## What this task involves
Repeat each of the entries below word for word, but leave the pictures out.

· · ·

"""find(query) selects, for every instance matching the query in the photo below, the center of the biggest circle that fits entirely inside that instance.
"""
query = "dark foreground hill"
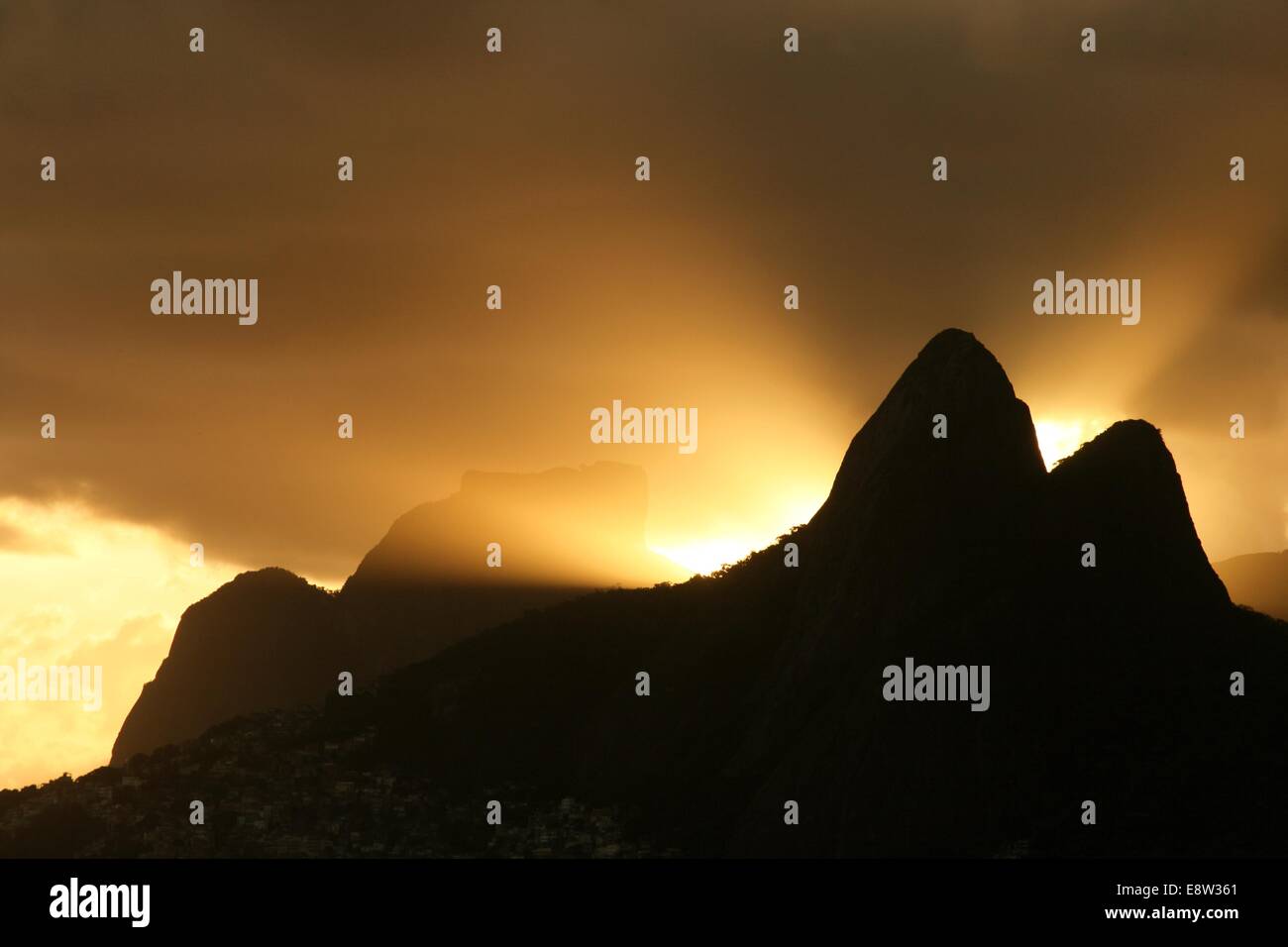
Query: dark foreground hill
(1108, 684)
(269, 639)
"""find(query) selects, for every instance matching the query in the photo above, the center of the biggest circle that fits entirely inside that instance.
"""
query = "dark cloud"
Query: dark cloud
(516, 170)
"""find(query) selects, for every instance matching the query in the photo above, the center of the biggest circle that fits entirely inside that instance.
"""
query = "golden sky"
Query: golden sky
(518, 169)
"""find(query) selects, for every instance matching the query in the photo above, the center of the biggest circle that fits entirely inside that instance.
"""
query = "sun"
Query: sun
(703, 556)
(1057, 438)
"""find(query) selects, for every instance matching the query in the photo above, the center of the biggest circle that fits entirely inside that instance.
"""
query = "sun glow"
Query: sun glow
(1059, 438)
(82, 590)
(708, 554)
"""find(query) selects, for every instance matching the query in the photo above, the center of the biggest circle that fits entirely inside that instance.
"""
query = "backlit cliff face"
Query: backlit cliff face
(269, 639)
(1109, 642)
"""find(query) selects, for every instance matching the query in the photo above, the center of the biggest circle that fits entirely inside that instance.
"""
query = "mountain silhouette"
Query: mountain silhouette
(269, 639)
(1257, 579)
(1113, 654)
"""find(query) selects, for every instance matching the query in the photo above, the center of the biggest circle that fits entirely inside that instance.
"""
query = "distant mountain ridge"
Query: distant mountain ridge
(1257, 579)
(1111, 684)
(269, 639)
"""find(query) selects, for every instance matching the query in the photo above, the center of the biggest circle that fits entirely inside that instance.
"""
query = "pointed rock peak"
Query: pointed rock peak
(1122, 437)
(951, 425)
(956, 361)
(1122, 491)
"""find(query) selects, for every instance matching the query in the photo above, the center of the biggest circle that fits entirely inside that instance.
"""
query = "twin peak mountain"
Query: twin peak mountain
(1109, 684)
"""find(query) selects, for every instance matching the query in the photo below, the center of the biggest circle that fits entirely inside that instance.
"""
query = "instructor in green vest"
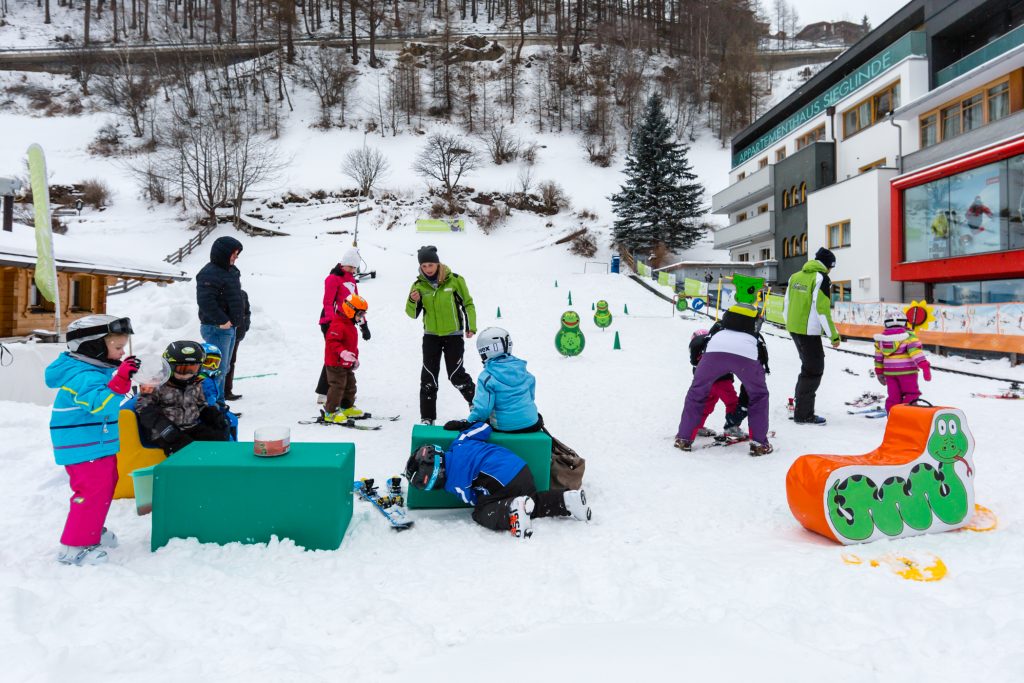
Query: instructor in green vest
(808, 316)
(449, 313)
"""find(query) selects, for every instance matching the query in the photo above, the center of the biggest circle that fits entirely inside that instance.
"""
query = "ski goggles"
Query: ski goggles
(186, 369)
(121, 326)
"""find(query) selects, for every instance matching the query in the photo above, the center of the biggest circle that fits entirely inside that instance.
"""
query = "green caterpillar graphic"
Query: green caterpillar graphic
(856, 506)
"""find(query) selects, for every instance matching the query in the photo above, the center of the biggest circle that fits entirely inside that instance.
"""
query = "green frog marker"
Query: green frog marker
(569, 340)
(602, 316)
(926, 496)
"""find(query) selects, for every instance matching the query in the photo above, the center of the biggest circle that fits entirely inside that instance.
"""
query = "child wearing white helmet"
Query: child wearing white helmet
(505, 389)
(90, 378)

· · ·

## Answer to this exercise
"""find(query) selects, for every instance matching the query in the photo below, the center of the biggest circle that fits entirely inside that instance.
"""
query = "dark foreground hill"
Query: dark foreground hill
(1108, 684)
(269, 639)
"""find(query) selects, for every instance matching the query in the photo above, the center of the biggest circle that fits entirely inside that instance.
"""
query = "dark cloud"
Query: dark cloud
(516, 170)
"""find(query) selects, for every instance matching the query in the photo above, the center of the biggest circle that fits entirely inside that instance.
"""
query = "golden sky"
Query: golden sky
(518, 169)
"""find(query) selects, for every instance matching the query in the photo above, the center of the biggest circle that fits entirely inside that instance.
"""
query = "sun"
Query: sun
(703, 556)
(1057, 438)
"""find(query) selects, for every instance matching the query in the photo above, the center of the biggest circle that fits entirely inside that instance.
"""
query = "sun glow"
Query: sun glow
(1059, 438)
(82, 590)
(708, 554)
"""find(query) selects, for every instance matching the query in the photo above, the center of the biggest circle that fits entirely inside that instance.
"""
query = "backlit cliff face"
Query: backlit cliff face
(269, 639)
(1109, 642)
"""find(query) selects, for every instance matching the query in the photo above, the center of the biggest circle that fits entirely inside that instance.
"""
query = "mountain silhouette"
Query: mountain silhouette
(269, 639)
(1257, 579)
(1113, 654)
"""find(query) selects, for every instance matching the query in the photo above, the center of the biggest circle that fits entirely inside that instance.
"""
query = "distant mountain ridge"
Query: distant mountain ridge
(1257, 579)
(1111, 684)
(269, 639)
"""find(query) selects, for every instance matching the query in the photo above, the center of the biggest circle that fits entirely inside that instance.
"""
query = "pointed rock peak"
Query: pointed rock peak
(1122, 437)
(951, 425)
(956, 361)
(1122, 491)
"""find(query) selects, for every instance matching the query in the photo above, the center of the biggest circle that fits entirely inside that instance.
"""
query = "twin peak mountain"
Query: twin peak mountain
(1109, 684)
"""find(query) selects, for every instance matching the query in the photo below, the center of the biggest circle that fits entirely inside that instance.
"""
query = "instructor in green vest"
Query: instructor in green vest
(808, 316)
(449, 313)
"""find(query) selects, for every instance matching the query in the photo above, the center of the biggest circle that fits entirely inside that instance.
"""
query = "ski goggles"
Query: ski goggles
(186, 369)
(121, 326)
"""find(query) selects, for every instance matching the query in the photo above, the center of the biggest circle that fits entirely inside that instance.
"""
query = "green caterpillar graphic"
Query: green caterpillar graphic
(856, 506)
"""find(query) selects, for every instance matching the query in the photo above, the center of the biggest circle that fits entirely inside that instance.
"""
query = "green frog marker"
Query: green frog marker
(569, 340)
(602, 316)
(926, 496)
"""find(query) selects, for every instance matching the query in the photo above, the center of the biggest circle that fits entirely inside that instance.
"""
query = "child wearing white helmet"
Query: child wearing white helmet
(505, 389)
(90, 378)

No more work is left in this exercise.